━━ Extract provided ━━
The power market in CWE towards 2030 - a perspective
Gabriele Martinelli
Electricity markets, renewables and power price modelling, from short term to Energy Transition. Head of European Power Research at LSEG Data & Analytics. PhD in Statistics
Introduction
In the coming decade the Northwestern European (NWE) power system will see unprecedented changes, as its countries rally to decarbonize by phasing out coal and transition to renewable energy sources. This is obviously good news seen from an environmental perspective, but also creates other challenging problems. Most notably, as the share of renewables increases, the amount of available supply becomes increasingly dependent on the intermittent nature of the weather, making the system more prone to periods of supply deficits. To add to the complexity, both Belgium and Germany are slated to phase out their nuclear fleets entirely, and Great Britain is significantly reducing theirs, in effect removing a large amount of reliable base load supply. To cope with these changes, substantial grid infrastructure improvements and additions are planned, creating another dimension of uncertainty regarding the future dynamics of the power system and its effect on the power market.
To quantify the impact of the aforementioned changes, we in Refinitiv Power Research have developed a fundamental power market model, which solves the generation dispatch problem across the NWE region for 25 historical weather years. The model runs in an hourly resolution and calculates the generation of conventional power plants on a unit level, flows and power prices from now until the end of 2030. This article below focuses on Germany and discusses the results from our base case run (Run Date: 5th June 2021), which includes our best guess assumptions and uses the traded fuel prices. The consumption used in our model is the public grid demand, which excludes transmission losses and self-consumption. For full access to all the input and output data from our new model, please use our desktop platform Eikon.
Outlook
German conventional generation to decrease substantially in the coming decade
In our base case scenario, we stick to the coal phaseout timeline set by the German government, which targets 15 GW of hard coal and lignite capacity in 2023 and 8 GW of hard coal and 9 GW of lignite capacity in 2030. In between the target dates we linearly scale down the hard coal capacity, removing the least efficient plants first. The closure dates of individual lignite plants are already known and is incorporated in the forecast.
In our base case scenario fossil fuels provide 200 TWh of generation in 2022, or about 40 percent of the yearly German public grid demand. We expect fossil fueled generation to halve by 2030, driven by sustained high carbon prices, the closures of hard coal and lignite plants and the expansion of wind and solar capacity.
━━━
━━ Data ━━
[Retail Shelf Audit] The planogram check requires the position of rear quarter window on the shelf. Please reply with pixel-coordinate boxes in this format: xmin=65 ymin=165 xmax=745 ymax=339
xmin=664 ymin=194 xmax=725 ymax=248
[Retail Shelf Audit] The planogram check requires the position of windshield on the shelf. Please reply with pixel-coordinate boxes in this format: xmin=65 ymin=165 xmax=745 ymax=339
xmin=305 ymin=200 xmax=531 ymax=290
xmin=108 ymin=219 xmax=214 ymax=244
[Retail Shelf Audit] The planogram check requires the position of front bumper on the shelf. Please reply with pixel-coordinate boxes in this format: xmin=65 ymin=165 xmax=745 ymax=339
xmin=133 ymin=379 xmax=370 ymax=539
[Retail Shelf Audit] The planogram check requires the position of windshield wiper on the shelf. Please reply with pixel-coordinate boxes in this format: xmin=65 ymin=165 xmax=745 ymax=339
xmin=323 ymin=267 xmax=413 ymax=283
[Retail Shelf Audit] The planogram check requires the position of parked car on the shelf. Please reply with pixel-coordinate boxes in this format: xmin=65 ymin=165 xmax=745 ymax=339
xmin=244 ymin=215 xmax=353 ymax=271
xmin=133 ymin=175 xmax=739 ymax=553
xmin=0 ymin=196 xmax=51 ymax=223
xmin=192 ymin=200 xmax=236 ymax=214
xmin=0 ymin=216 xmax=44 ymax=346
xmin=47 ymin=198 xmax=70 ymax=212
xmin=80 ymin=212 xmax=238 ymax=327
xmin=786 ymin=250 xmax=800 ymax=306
━━━
● **Objective**: Please answer from the power market outlook: for how many historical weather years does the model solve the generation dispatch problem?

● **Exercise solution**: 25 historical weather years.